● Written problem 1: Summarize the forum reply on finding the size of a web page image in three sentences.
● Written problem 2: In the forum reply on finding the size of a web page image, why does the writer offer a helper that uses the HTTP HEAD method?

___ Text

[Image-SIG] urlopen for webpage image file

Fredrik Lundh fredrik@pythonware.com
Sat, 27 Jul 2002 14:10:12 +0200


Richard Boyd wrote:

> I need to dynamically access a webpage and find the largest
> graphic used on that page, so I tried the following ...

largest as in "number of pixels", or "number of bytes"?

if you want to get the size in bytes, you don't need to decode
the image at all; just grab the data, and use the len() function
to get the number of bytes.

file = urllib.urlopen(url)
print len(file.read())

if you don't want to load the entire image, check the header
instead:

    file = urllib.urlopen(uri)
    print file.headers.get("content-length")
    file.close()

urllib always uses the HTTP GET method; to be a bit nicer,
you can use the HTTP HEAD method instead.  this helper
shows you how to do that:

import httplib, urlparse

def getsize(uri):

    # check the uri
    scheme, host, path, params, query, fragment = urlparse.urlparse(uri)
    if scheme != "http":
        raise ValueError("only supports HTTP requests")
    if not path:
        path = "/"
    if params:
        path = path + ";" + params
    if query:
        path = path + "?" + query

    # make a http HEAD request
    h = httplib.HTTP(host)
    h.putrequest("HEAD", path)
    h.putheader("Host", host)
    h.endheaders()

    status, reason, headers = h.getreply()

    h.close()

    return headers.get("content-length")

print getsize("http://www.pythonware.com/images/small-yoyo.gif")

:::

if you want to get the size in pixels, use the ImageFile.Parser
or ImageFileIO modules (or read the whole thing, and wrap it in
a StringIO object).

the following helper returns both the size of the file, and the size
of the image, usually without loading more than 1k or so.

import urllib
import ImageFile

def getsizes(uri):
    # get file size *and* image size (None if not known)
    file = urllib.urlopen(uri)
    size = file.headers.get("content-length")
    if size: size = int(size)
    p = ImageFile.Parser()
    while 1:
        data = file.read(1024)
        if not data:
            break
        p.feed(data)
        if p.image:
            return size, p.image.size
            break
    file.close()
    return size, None

print getsizes("http://www.pythonware.com/images/small-yoyo.gif")

> What I had to do was switch to REBOL [www.rebol.com]. It is very
> simple in REBOL ...
>
>   print size? http://www.python.org/pics/PythonPoweredSmall.gif
> 
> returns the size ... 
>         361 

oh, you meant bytes.  why didn't you say so from the start? ;-)

(are you sure that size? doesn't load the whole thing, btw?)

</F>

______
___ Provided records

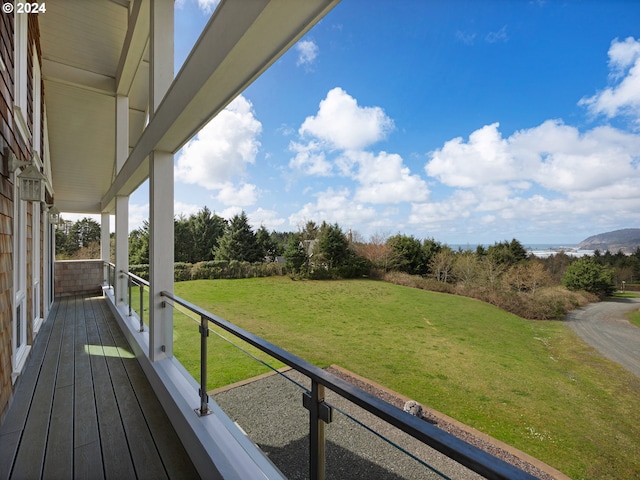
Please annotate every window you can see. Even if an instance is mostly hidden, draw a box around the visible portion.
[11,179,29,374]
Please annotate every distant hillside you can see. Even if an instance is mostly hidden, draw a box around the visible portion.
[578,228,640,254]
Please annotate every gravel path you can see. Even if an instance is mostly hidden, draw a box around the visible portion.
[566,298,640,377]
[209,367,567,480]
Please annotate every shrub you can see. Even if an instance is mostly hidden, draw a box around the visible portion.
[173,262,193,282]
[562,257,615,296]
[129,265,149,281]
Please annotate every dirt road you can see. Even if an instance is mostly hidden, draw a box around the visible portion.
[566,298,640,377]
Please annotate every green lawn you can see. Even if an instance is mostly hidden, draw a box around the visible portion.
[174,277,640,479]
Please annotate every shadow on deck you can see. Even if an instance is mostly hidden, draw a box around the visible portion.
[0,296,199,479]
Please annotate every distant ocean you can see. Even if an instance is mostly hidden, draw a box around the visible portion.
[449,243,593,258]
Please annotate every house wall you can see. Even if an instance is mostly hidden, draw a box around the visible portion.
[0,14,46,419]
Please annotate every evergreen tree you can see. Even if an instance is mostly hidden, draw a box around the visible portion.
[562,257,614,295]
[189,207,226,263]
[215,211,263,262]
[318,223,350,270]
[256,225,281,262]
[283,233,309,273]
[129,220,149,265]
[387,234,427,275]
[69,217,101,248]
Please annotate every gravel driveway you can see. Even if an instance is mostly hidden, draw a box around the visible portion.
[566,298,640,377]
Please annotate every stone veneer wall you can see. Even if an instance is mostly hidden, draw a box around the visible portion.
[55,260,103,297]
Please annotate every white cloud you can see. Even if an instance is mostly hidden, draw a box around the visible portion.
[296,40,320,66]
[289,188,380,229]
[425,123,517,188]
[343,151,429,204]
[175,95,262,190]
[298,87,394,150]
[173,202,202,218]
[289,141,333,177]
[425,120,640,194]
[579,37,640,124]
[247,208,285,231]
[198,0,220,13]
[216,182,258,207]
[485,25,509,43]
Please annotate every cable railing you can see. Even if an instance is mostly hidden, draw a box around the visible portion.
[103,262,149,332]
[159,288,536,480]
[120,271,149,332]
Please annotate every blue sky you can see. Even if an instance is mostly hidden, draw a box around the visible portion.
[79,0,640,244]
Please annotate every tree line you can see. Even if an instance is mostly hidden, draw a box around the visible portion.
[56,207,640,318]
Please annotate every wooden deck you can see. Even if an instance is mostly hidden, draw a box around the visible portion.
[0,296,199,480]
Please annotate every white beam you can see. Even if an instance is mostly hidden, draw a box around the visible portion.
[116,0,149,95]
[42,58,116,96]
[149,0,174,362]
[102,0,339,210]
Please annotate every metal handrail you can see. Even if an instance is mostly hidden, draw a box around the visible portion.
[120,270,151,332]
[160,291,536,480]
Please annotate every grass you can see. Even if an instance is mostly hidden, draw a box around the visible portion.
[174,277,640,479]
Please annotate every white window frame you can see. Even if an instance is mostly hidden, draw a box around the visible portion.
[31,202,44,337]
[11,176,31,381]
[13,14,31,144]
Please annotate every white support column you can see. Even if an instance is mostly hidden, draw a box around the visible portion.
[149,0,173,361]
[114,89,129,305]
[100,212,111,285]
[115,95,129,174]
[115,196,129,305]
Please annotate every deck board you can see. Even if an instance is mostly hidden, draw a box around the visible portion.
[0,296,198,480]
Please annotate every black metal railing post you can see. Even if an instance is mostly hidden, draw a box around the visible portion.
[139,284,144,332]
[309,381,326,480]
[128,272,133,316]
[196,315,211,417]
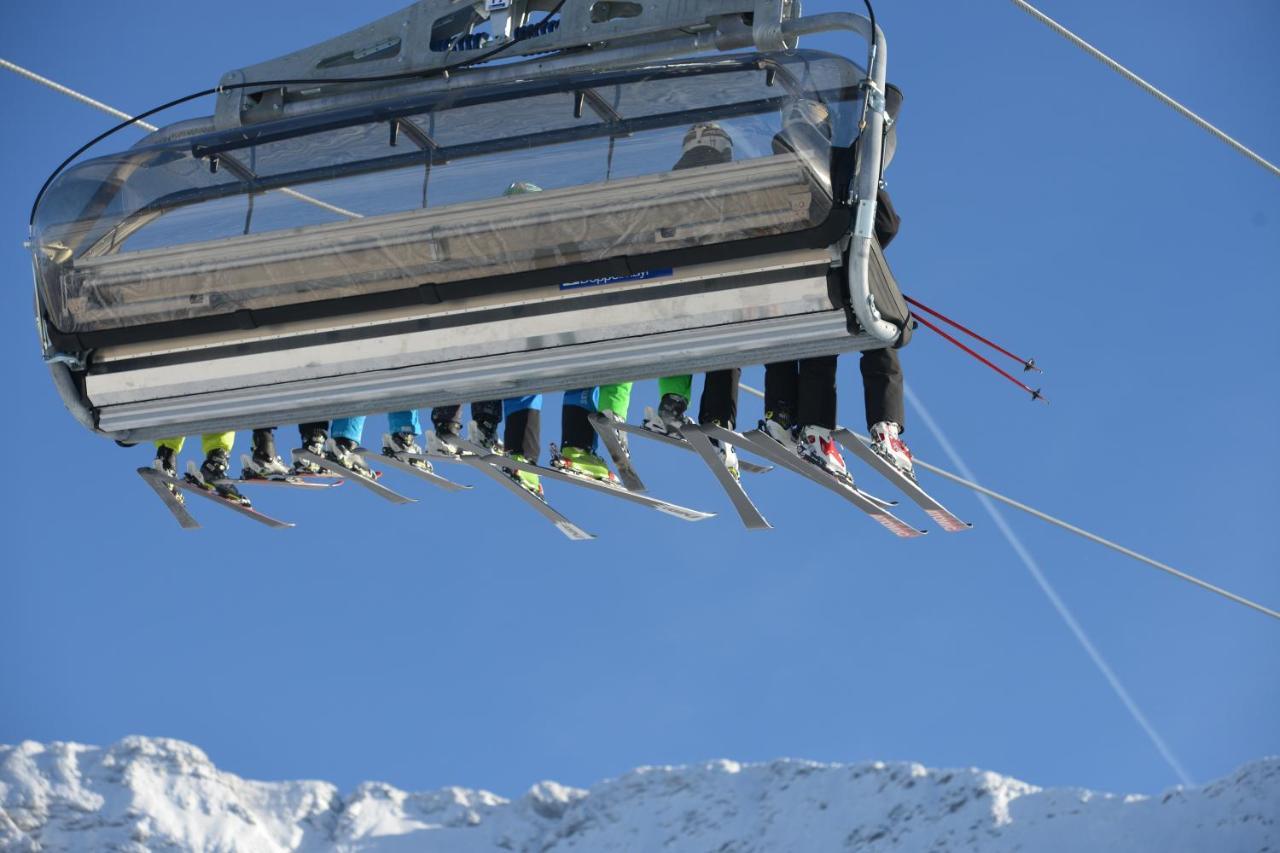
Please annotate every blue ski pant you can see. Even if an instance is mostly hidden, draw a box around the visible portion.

______

● Full solution 1: The reply first asks whether "largest" means number of pixels or number of bytes. For the size in bytes, it suggests reading the data and applying len(), or checking the "content-length" header, and it shows a helper that sends an HTTP HEAD request instead of GET. For the size in pixels, it points to the ImageFile.Parser or ImageFileIO modules and gives a helper that returns both the file size and the image size, usually without loading more than about 1k.

● Full solution 2: urllib always uses the HTTP GET method. The writer presents HEAD as a way to be a bit nicer, so the helper sends a HEAD request and reads the "content-length" header from the reply.